* _Provided passage_:
*****

Halal Industry

Obituary: Abdalhamid Evans, a guiding light and thought leader in the global Islamic Economy


On June 3, the world lost a visionary, a pioneer, who shared the dream of a harmonized global halal lifestyle and worked for it to take root across a unified Islamic Economy. Abdalhamid Evans was a guiding light and thought leader in the Islamic Economy who spoke gently and wrote from a clear perspective in a most gifted manner.

Born David Evans in New York to British parents, he was primarily raised in the United Kingdom where he was educated and discovered Islam in 1978 when visiting a friend in London who had converted to the religion with other reverts in the early 1970s after their meeting with a noble Moroccan sheikh in Meknes.

He was given the name Abdalhamid, and returned to Ireland where he was living at the time, and began telling the people what he knew about the Deen. Even though it was very new to him, it established very quickly in his heart because it answered all the questions about fitra that had arisen within him while living in a remote part of southern Ireland. Many of these people also converted to Islam and they went to settle in Norwich in England where there was already an established community of reverts with their own mosque in the city center.

*****

* _Given data_:

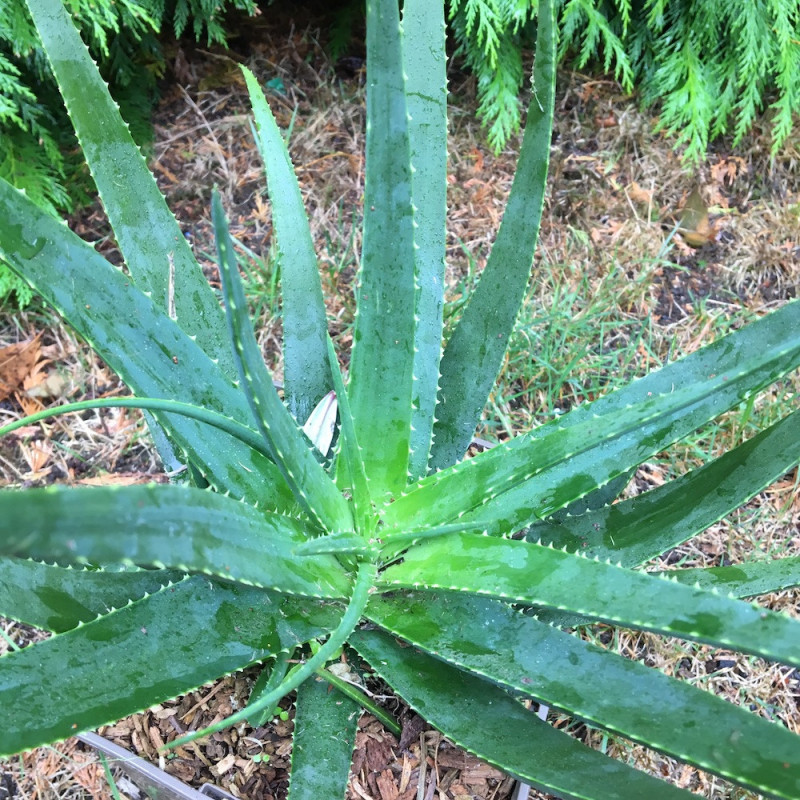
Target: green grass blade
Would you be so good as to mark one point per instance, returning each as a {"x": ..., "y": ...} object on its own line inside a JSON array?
[
  {"x": 527, "y": 573},
  {"x": 60, "y": 598},
  {"x": 152, "y": 243},
  {"x": 744, "y": 580},
  {"x": 532, "y": 476},
  {"x": 624, "y": 697},
  {"x": 484, "y": 719},
  {"x": 268, "y": 679},
  {"x": 474, "y": 354},
  {"x": 634, "y": 531},
  {"x": 324, "y": 737},
  {"x": 126, "y": 661},
  {"x": 140, "y": 343},
  {"x": 306, "y": 373},
  {"x": 382, "y": 359},
  {"x": 425, "y": 66},
  {"x": 166, "y": 526},
  {"x": 290, "y": 449}
]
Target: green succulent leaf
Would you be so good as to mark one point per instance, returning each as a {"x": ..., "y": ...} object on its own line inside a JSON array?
[
  {"x": 306, "y": 374},
  {"x": 634, "y": 531},
  {"x": 268, "y": 680},
  {"x": 362, "y": 586},
  {"x": 381, "y": 365},
  {"x": 152, "y": 243},
  {"x": 58, "y": 599},
  {"x": 139, "y": 342},
  {"x": 152, "y": 650},
  {"x": 528, "y": 573},
  {"x": 474, "y": 354},
  {"x": 504, "y": 489},
  {"x": 520, "y": 653},
  {"x": 486, "y": 720},
  {"x": 425, "y": 68},
  {"x": 743, "y": 580},
  {"x": 167, "y": 526},
  {"x": 292, "y": 453},
  {"x": 324, "y": 737}
]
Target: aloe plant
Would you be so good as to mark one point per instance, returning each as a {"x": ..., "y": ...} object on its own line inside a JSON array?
[{"x": 487, "y": 565}]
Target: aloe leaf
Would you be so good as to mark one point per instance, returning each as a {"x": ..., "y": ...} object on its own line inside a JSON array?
[
  {"x": 166, "y": 526},
  {"x": 425, "y": 67},
  {"x": 357, "y": 695},
  {"x": 530, "y": 477},
  {"x": 634, "y": 531},
  {"x": 152, "y": 243},
  {"x": 486, "y": 720},
  {"x": 213, "y": 418},
  {"x": 324, "y": 737},
  {"x": 164, "y": 645},
  {"x": 344, "y": 542},
  {"x": 381, "y": 365},
  {"x": 743, "y": 580},
  {"x": 608, "y": 691},
  {"x": 59, "y": 598},
  {"x": 475, "y": 352},
  {"x": 362, "y": 587},
  {"x": 306, "y": 373},
  {"x": 268, "y": 679},
  {"x": 139, "y": 342},
  {"x": 351, "y": 452},
  {"x": 292, "y": 453},
  {"x": 527, "y": 573}
]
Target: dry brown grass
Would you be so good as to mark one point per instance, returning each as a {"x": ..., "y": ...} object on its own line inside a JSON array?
[{"x": 614, "y": 195}]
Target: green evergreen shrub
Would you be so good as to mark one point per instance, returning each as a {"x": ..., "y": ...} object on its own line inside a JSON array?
[
  {"x": 713, "y": 65},
  {"x": 121, "y": 34}
]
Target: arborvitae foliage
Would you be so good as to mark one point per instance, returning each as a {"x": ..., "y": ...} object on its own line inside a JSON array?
[
  {"x": 712, "y": 65},
  {"x": 121, "y": 35}
]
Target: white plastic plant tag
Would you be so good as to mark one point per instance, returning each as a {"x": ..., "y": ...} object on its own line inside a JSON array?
[{"x": 322, "y": 422}]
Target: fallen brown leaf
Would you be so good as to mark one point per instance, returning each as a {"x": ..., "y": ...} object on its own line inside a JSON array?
[{"x": 16, "y": 364}]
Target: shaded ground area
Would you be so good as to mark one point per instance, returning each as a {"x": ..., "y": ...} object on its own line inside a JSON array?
[{"x": 617, "y": 290}]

*****

* _Things to do_:
[A] In the obituary, in which year did Abdalhamid Evans discover Islam?
[B] Reproduce the entries unchanged, from the line with "Target: fallen brown leaf" up to and including the final line of the entries.

* _Answers for the tasks_:
[A] 1978

[B]
Target: fallen brown leaf
Would you be so good as to mark one point per instance, returning each as a {"x": ..., "y": ...} object on its own line inside a JSON array?
[{"x": 16, "y": 364}]
Target: shaded ground area
Would you be so good as to mark one point per instance, returning each as a {"x": ..., "y": ...} object on its own line inside a JSON array?
[{"x": 617, "y": 290}]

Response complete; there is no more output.